Task statement
Note each line in the data holding the string "below" and report it.

[[ Dataset content open ]]

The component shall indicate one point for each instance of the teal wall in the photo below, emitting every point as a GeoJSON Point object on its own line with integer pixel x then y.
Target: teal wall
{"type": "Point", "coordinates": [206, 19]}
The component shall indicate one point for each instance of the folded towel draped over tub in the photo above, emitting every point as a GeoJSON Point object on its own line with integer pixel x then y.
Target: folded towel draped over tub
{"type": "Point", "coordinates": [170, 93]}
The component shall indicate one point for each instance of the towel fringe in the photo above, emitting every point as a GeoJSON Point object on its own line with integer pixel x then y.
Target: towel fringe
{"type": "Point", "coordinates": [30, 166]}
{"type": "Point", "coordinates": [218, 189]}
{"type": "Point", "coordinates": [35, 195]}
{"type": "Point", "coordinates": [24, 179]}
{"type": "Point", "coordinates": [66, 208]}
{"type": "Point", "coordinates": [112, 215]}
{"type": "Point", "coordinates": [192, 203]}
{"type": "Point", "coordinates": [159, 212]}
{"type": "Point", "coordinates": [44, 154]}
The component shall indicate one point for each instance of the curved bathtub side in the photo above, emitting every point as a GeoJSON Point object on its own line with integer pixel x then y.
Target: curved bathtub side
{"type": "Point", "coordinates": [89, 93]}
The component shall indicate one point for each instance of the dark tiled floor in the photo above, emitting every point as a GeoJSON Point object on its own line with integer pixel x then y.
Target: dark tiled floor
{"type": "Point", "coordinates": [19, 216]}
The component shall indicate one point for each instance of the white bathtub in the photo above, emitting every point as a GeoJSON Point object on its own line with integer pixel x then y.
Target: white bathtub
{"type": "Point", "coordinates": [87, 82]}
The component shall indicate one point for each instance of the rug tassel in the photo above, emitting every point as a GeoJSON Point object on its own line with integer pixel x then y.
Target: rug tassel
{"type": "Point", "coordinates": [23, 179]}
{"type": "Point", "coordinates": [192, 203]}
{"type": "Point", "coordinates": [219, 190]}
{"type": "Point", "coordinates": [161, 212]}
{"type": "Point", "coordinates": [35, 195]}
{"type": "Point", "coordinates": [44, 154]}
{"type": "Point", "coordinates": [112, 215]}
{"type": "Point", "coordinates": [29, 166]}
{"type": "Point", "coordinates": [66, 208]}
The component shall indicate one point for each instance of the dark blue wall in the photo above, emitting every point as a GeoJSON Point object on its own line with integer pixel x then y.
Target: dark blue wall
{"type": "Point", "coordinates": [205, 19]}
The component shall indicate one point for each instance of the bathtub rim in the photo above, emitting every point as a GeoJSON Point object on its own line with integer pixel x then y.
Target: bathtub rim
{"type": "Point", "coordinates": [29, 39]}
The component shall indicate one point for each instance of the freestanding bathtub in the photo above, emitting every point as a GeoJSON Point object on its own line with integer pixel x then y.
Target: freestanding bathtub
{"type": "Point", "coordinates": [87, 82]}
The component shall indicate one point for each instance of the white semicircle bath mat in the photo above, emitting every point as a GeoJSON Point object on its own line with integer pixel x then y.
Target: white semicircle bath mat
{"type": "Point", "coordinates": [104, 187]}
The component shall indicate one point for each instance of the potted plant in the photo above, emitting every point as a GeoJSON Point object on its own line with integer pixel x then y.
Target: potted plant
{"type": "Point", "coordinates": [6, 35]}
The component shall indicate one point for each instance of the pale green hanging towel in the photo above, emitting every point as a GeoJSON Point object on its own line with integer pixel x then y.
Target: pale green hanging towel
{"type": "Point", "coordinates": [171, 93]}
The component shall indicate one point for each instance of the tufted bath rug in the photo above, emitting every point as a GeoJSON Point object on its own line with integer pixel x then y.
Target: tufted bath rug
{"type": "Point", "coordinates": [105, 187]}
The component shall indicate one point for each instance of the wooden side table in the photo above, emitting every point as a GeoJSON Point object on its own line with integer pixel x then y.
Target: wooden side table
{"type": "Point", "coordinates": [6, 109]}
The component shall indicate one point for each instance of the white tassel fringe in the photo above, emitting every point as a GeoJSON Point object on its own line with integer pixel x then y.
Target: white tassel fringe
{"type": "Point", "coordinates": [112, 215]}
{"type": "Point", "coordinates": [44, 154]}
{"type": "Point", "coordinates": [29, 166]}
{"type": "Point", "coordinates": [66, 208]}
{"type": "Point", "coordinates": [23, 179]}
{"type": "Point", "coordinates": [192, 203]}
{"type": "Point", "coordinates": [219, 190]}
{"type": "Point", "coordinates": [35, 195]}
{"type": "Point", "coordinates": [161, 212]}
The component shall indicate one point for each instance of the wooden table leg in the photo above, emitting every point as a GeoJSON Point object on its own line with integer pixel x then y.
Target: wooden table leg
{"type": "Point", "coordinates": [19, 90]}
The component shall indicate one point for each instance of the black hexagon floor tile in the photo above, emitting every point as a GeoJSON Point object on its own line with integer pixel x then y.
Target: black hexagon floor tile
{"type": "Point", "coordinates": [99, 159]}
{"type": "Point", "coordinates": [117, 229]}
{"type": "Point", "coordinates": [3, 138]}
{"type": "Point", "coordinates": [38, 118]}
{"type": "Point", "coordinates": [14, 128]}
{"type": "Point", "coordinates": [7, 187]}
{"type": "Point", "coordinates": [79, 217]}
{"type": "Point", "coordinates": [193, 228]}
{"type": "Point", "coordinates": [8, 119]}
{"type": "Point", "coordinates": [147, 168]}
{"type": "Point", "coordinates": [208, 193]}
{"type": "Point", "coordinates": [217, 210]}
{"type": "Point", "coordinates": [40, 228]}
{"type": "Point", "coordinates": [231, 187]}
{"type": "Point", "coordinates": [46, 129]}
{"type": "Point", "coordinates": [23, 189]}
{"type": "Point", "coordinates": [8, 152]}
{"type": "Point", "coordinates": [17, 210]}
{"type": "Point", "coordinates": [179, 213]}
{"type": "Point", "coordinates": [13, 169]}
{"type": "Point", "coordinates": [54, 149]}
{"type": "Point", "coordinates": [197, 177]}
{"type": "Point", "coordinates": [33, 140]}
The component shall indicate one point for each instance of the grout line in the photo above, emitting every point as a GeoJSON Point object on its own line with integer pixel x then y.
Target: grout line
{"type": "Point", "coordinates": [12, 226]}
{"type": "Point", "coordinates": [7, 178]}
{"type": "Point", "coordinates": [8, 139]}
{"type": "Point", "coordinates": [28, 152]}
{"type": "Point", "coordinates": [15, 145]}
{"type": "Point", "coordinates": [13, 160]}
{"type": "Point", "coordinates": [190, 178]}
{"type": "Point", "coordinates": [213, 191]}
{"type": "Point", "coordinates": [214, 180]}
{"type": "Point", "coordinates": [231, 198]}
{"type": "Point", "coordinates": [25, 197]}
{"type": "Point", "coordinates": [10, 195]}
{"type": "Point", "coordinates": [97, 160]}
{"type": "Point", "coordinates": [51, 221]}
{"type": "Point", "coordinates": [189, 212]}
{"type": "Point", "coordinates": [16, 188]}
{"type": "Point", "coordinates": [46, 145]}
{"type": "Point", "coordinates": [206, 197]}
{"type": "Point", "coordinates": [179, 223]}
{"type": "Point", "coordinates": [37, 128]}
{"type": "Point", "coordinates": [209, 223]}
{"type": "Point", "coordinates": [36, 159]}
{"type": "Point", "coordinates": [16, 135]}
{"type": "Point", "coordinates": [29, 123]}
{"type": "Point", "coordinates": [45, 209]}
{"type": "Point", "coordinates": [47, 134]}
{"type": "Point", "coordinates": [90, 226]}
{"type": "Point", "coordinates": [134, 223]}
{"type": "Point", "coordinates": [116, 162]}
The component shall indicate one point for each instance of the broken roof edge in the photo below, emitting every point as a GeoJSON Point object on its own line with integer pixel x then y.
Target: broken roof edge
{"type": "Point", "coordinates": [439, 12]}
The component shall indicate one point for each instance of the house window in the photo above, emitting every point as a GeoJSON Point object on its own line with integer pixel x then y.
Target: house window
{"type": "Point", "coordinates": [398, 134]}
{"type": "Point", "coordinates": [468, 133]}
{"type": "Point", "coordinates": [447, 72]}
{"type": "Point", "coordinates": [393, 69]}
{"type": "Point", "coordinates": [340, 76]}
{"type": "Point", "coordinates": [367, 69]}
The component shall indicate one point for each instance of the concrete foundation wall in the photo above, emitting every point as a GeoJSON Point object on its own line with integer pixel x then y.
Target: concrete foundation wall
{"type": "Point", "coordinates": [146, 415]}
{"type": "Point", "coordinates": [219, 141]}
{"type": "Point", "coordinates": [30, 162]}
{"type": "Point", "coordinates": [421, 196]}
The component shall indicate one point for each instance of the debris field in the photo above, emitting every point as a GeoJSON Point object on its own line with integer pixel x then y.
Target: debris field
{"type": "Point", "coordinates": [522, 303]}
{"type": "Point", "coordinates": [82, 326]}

[[ Dataset content closed ]]

Task result
The component shall indicate one point for each instance of the teal wall in the photo below, emitting every point as a GeoJSON Point object on its own line with integer pixel x then y.
The component shall indicate one point for each instance of the broken roof edge in the photo below, emitting every point as a GeoJSON Point object on its own line with integer pixel x then y.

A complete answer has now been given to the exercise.